■ **Document**:
· · · · · · ·
If you haven’t used the free service before to submit questions about estimating collision repair work or just browse responses to other carrier and shop questions, check it out. It’s a good way to find information provider best practices and help write the most accurate estimates or appraisals possible.
Here’s our latest monthly roundup of areas spotlighted as tip-worthy by the DEG. To receive the tips as soon as the DEG releases them, like/follow the DEG’s Facebook and Twitter feeds. (It also posts videos to a YouTube channel once in a while.) Or just browse the more than 17,000 inquiries and responses in the database and see what else you learn.
Duplicate operations only counted once
The DEG in a tip tweeted Nov. 16, 2020, explained that some operations a body shop might have to repeat are only counted once within each of the three estimating systems’ times.
“If duplicate r/I or fitting operations are done, this would be an on the spot evaluation for additional time needed,” the DEG wrote.
It gave the example of loosening a headliner to get to an antenna located atop the roof. “The time to temporarily raise and re lower the headliner while the vehicle is being moved in various repair stages is NOT INCLUDED,” the DEG wrote. “Published Labor times are based on 1 continuous operation and does not account for variables in the repair process.”
CCC clarifies trim in body panels
Another tip last year alerted users to CCC’s definition of trim in the context of the “Rear Compartment Trim (as necessary)” footnote.
The clarification arose in the context of a Nov. 9, 2020, inquiry regarding a 2017 Volvo XC60.
A user had wondered what interior trim was included in CCC for “insulation of rear body panel.”
“CCC guide says ‘Rear compartment trim (as necessary) ‘ the system allows for the time to be added, insurance company is interpreting this to be an included operation,” the user wrote.
CCC replied that “Rear Compartment Trim (as necessary)” was listed as included under its P-Page “Rear Body – Lower Body Panel” section. CCC called “Rear Compartment Trim (as necessary)” the “general description used to describe any ‘Trim’ that directly attaches to the inside of the ‘Rear Body Panel’.”
· · · · · · ·
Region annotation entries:
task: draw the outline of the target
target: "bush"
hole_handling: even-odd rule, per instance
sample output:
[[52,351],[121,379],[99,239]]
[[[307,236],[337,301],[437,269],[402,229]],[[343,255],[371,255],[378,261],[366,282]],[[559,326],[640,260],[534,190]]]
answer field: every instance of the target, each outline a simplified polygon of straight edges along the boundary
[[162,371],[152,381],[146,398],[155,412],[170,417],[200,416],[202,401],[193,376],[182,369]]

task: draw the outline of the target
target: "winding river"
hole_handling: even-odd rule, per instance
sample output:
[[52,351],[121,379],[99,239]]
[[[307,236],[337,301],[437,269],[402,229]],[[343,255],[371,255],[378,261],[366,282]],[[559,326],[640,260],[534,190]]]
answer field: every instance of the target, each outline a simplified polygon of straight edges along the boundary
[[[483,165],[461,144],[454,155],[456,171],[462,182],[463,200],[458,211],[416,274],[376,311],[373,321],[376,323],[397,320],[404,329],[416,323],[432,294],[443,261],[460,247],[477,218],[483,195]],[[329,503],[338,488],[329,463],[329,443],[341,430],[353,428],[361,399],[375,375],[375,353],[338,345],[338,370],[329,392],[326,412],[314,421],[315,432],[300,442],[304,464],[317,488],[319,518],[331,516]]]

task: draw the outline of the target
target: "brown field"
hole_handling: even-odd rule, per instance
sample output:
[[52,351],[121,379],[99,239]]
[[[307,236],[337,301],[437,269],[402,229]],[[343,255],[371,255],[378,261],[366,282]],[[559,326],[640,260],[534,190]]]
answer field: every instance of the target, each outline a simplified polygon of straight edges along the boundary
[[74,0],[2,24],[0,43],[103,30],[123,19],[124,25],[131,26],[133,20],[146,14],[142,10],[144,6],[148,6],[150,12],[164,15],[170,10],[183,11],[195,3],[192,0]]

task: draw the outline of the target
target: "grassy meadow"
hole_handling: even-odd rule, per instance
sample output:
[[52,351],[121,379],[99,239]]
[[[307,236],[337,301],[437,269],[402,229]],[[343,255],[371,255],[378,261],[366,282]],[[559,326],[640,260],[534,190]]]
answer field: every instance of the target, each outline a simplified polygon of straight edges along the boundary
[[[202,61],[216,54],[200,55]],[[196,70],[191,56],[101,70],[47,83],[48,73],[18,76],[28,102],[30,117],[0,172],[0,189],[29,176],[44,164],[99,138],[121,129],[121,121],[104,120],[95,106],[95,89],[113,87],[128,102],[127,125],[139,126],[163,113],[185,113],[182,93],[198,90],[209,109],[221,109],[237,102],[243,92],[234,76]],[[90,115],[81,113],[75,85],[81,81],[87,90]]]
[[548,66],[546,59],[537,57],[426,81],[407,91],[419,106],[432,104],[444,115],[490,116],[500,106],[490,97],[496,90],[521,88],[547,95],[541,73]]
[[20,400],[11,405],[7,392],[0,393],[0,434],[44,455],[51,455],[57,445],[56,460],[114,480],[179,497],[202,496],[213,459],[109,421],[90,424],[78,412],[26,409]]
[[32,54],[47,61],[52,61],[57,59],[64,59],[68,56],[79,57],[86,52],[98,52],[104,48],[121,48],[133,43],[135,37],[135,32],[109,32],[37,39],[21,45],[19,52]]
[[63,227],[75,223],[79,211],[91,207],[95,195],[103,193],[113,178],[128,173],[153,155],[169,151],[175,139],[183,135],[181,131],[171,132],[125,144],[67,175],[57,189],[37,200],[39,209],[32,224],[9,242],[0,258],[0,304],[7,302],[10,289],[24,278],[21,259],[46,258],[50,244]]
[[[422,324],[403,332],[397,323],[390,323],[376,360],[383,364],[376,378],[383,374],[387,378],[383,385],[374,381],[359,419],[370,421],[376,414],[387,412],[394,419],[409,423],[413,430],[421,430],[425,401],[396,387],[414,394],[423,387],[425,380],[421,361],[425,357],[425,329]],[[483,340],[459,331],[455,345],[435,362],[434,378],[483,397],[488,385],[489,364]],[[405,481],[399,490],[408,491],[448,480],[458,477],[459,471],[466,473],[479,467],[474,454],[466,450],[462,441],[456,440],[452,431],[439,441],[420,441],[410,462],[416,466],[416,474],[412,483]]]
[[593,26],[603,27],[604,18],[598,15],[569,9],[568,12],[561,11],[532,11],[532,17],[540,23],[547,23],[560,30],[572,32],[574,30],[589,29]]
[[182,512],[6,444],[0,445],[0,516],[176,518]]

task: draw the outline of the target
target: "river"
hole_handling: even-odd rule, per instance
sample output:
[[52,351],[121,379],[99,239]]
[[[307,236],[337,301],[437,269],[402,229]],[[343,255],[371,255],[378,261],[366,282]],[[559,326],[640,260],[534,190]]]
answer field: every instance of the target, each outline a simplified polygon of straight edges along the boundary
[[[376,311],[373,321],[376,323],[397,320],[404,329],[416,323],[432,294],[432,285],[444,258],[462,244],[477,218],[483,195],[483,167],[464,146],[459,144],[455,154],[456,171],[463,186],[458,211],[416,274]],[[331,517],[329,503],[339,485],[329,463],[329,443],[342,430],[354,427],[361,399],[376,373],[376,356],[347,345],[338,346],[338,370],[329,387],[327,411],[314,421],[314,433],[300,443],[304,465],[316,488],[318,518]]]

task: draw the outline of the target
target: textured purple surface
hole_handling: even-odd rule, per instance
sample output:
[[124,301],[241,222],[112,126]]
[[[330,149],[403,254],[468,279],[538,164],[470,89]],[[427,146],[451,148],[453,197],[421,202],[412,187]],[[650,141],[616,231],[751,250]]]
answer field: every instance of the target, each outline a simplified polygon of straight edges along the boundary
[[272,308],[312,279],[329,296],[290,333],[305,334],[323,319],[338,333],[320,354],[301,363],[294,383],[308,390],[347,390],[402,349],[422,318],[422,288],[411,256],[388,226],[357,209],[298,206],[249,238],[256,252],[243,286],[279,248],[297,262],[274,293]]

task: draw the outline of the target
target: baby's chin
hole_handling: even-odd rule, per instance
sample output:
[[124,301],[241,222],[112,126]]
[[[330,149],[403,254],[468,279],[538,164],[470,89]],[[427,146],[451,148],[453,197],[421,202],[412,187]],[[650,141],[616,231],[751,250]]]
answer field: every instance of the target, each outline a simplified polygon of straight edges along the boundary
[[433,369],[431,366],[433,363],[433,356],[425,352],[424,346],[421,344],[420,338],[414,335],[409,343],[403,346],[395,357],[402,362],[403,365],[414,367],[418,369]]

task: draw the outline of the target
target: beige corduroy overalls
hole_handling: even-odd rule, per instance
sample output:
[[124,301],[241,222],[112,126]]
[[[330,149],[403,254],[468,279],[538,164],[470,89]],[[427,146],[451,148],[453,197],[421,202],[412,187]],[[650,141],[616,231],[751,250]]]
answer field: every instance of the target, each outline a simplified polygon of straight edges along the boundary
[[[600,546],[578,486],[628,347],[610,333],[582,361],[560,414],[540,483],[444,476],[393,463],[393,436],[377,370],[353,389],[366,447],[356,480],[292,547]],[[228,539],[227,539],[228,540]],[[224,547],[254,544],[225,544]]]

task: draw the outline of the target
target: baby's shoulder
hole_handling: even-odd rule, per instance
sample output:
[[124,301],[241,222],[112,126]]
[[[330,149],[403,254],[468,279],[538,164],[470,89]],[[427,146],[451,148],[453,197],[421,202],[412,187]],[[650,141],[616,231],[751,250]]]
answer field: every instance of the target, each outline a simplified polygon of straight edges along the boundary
· · · · · · ·
■ **What needs to be done**:
Reproduce word for word the passage of the article on collision repair estimating tips, starting with "CCC clarifies trim" and going on through "2017 Volvo XC60.".

■ **Answer below**:
CCC clarifies trim in body panels
Another tip last year alerted users to CCC’s definition of trim in the context of the “Rear Compartment Trim (as necessary)” footnote.
The clarification arose in the context of a Nov. 9, 2020, inquiry regarding a 2017 Volvo XC60.